◆ DESCRIPTION OF THE TASK
Rewrite all of the material below, switching every "Points" to "Coordinates". Leave everything else unchanged.

◆ ITEMS

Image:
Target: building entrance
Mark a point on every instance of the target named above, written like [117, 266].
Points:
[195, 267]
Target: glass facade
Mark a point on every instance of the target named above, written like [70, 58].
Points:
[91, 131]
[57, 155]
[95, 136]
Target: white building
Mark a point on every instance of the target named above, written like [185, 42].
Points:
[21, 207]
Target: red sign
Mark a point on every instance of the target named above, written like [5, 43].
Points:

◆ OUTPUT FOR THIS TASK
Image:
Target: building entrance
Mark a point on every instance of the target named above, written like [117, 266].
Coordinates:
[195, 267]
Target: glass facade
Mark a point on every instance of the target named above, written like [70, 58].
Coordinates:
[91, 131]
[57, 155]
[95, 136]
Target: white building
Mark a point on every instance of the target named above, written like [185, 42].
Coordinates:
[21, 207]
Target: red sign
Mark a point on every instance of the target named above, written like [5, 43].
Coordinates:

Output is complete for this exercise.